> _Text for analysis_:
Forum for Science, Industry and Business

Sponsored by:     3M 
Search our Site:

 

Modular Prototype Production with Lasers Enables Faster Gas Turbine Development

06.07.2016

The long lead time of turbine blades and vanes presents a big challenge to the validation of new part designs in engine tests. Conventional vane production through casting is unsuited for the fast iteration cycles required today in the development of hot path components. In a joint project, Siemens and the Fraunhofer Institute for Laser Technology ILT have now developed a faster production process based on selective laser melting (SLM). Components are manufactured in a modular way in the new process chain, resulting in additional benefits.

Last year, Siemens commissioned its Clean Energy Center, a new combustion test center in Ludwigsfelde near Berlin. The center plays a major role in developing and refining gas turbines as a facility for conducting realistic tests on various turbine components with liquid or gaseous fuels. Rigorously optimizing the combustion processes involved is the key to achieving greater energy efficiency in the turbines.


Guide vanes made using the new modular process chain (material: Inconel® 718).

Fraunhofer ILT, Aachen, Germany.


Individually manufactured segments of the guide vanes for the modular process chain (material: Inconel® 718).

Fraunhofer ILT, Aachen, Germany.

During the tests, individual turbine parts are exposed to temperatures of 1500 degrees Celsius or more. Such components are usually manufactured from superalloys in a precision casting process, in which each iterative loop may last several months and incur significant costs. Thus far, this has severely curtailed the number of tests possible.

Fast prototype production with additive laser techniques

Experts from the Siemens gas turbine manufacturing plant in Berlin and the Fraunhofer Institute for Laser Technology ILT in Aachen, Germany, have now developed a laser-based technology that considerably speeds up the manufacturing process for turbine vanes slated for the hot gas area of the engine.

> _Dataset records_:
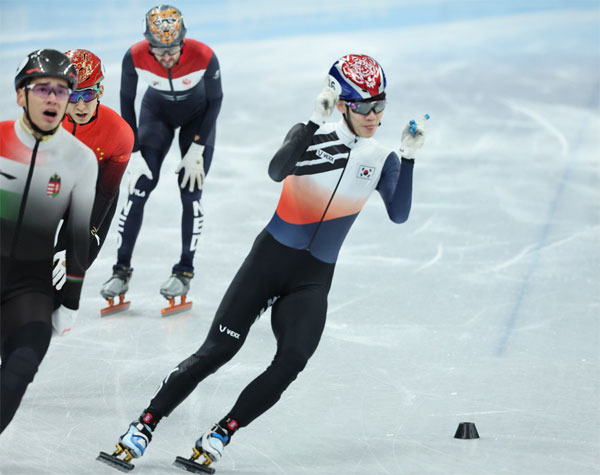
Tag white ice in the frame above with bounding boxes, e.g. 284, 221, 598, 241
0, 0, 600, 475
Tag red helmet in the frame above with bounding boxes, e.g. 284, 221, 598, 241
65, 49, 104, 89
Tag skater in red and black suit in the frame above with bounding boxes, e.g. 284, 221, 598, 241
52, 49, 134, 314
100, 5, 223, 312
100, 55, 425, 473
0, 49, 98, 432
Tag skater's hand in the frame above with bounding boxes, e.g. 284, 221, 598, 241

> _Task instructions_:
- a) Which place names appear in the article on laser-built gas turbine prototypes? List each one once.
- b) Carry on the article about laser-built gas turbine prototypes from its last sentence.

> _Results of the exercise_:
- a) Ludwigsfelde, Berlin, Aachen, Germany

- b)
To withstand the high temperatures over long periods of time, the turbine vanes require complex internal cooling structures. Selective laser melting (SLM) has proven itself to be up to the challenge, especially for prototypes or small batches featuring complex geometries. Similar to using a 3D printer, special alloys are melted by laser on a powder bed. The components are then built up layer by layer.

Over the past several years, Fraunhofer ILT has built up considerable expertise in the use of additive laser techniques and alloys for components exposed to high temperatures. With this wealth of experience, the scientists were able to develop special processes that made it possible to produce the relatively large parts (up to 250 mm) at Siemens with a high degree of dimensional accuracy and superior surface quality.

New production chain uses modular design for turbine vanes

Securely mounted on the turbine housing, guide vanes channel the hot gas to the movable rotor blades. The guide vanes consist of two massive platforms plus an airfoil with a delicate cooling structure. The latter presents a major manufacturing challenge; even production using SLM required additional internal supports.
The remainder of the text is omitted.